__INSTRUCTIONS TO FOLLOW__
Convert every item below into a two-column CSV with the columns "prompt" and "points", one row per item holding its text and its answer, each in a single quoted field with line breaks replaced by spaces. Leave the pictures out.

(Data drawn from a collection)
----------------

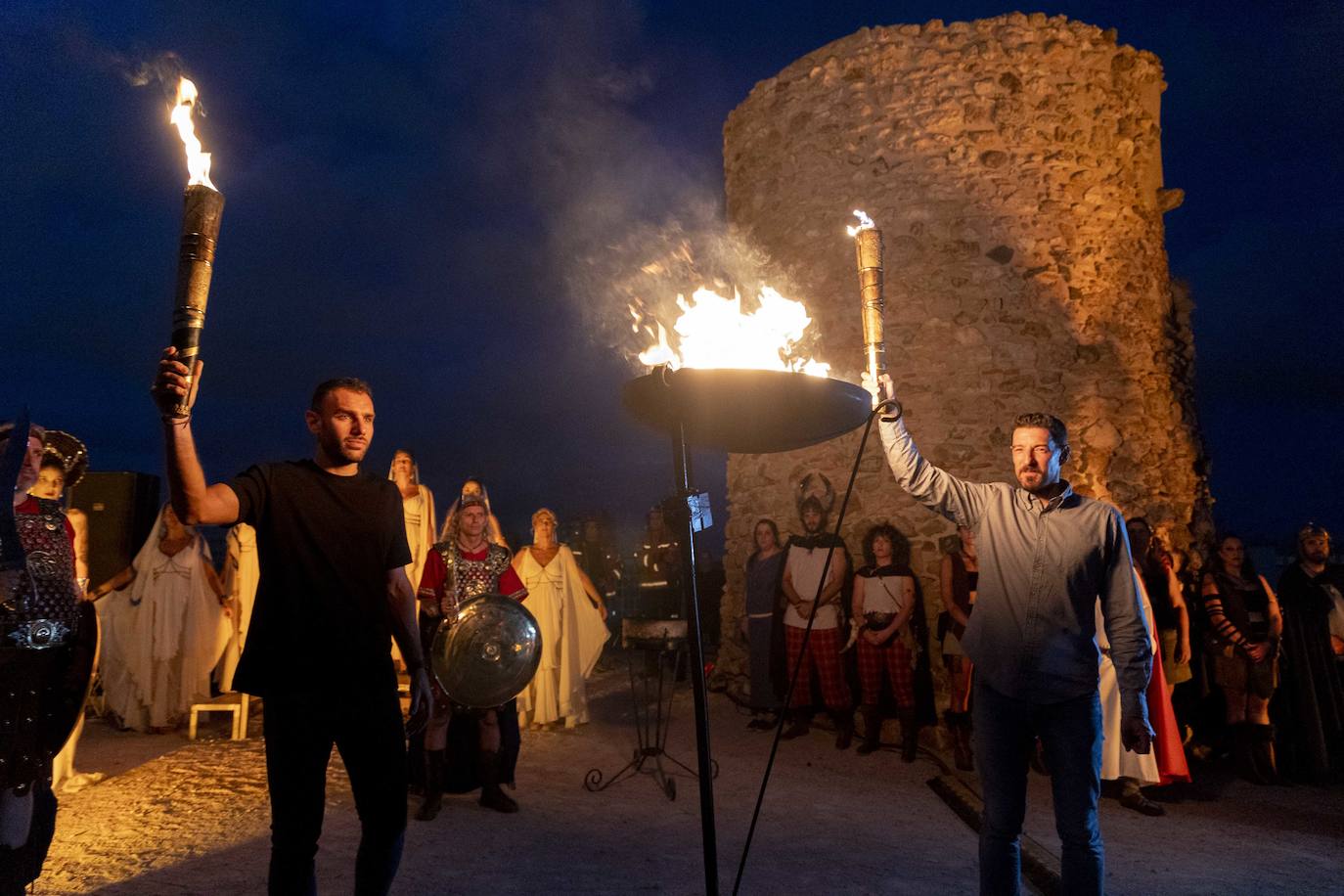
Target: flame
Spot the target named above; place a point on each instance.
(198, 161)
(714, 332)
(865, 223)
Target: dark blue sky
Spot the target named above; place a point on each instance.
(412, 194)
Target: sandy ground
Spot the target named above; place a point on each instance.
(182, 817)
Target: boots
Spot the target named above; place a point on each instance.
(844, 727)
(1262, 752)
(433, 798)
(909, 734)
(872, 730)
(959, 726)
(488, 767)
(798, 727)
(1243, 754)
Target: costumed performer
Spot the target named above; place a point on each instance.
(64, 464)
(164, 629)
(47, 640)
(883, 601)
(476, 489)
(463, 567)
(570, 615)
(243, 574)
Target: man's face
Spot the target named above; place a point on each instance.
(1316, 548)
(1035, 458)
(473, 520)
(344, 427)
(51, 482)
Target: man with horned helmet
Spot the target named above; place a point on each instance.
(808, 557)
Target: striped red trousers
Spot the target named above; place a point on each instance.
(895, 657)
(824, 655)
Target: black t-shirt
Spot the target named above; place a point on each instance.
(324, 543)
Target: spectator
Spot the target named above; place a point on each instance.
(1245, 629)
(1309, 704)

----------------

__REPLY__
prompt,points
"Target: flame Spot the target named above; place a point on each instance.","(198, 161) (714, 332) (865, 223)"
"Target: dark blue sky Spot the target named above; place a point on each instance.","(412, 194)"
"Target: sandy ground Spot the target named above; place a point on each instance.","(182, 817)"
"Target: boots Spot the target named above; place a point on each instance.","(844, 727) (1262, 752) (433, 798) (909, 734) (872, 730) (959, 726) (488, 767) (798, 727) (1243, 754)"
"Target: costumed performer Spot the target named above; place a point on each instance.","(64, 464) (164, 629) (47, 640) (883, 601) (476, 489) (463, 567) (570, 615) (243, 574)"
"Target: man's face Spot the target named above; place a point on each instance.","(1316, 548) (1035, 458) (473, 520) (344, 427) (51, 482)"
"Target: man with horned helmet Spot the target named above; place a point on each instance.","(808, 557)"
"Target: striped red trousers Spot the target named above; place a point on each instance.","(895, 657) (824, 655)"
"Target: black t-shirt Spot the target named above; place a point on each instance.","(324, 543)"
"Target: spectator Spot the target named above; place a point on each instance.","(1245, 629) (1309, 704)"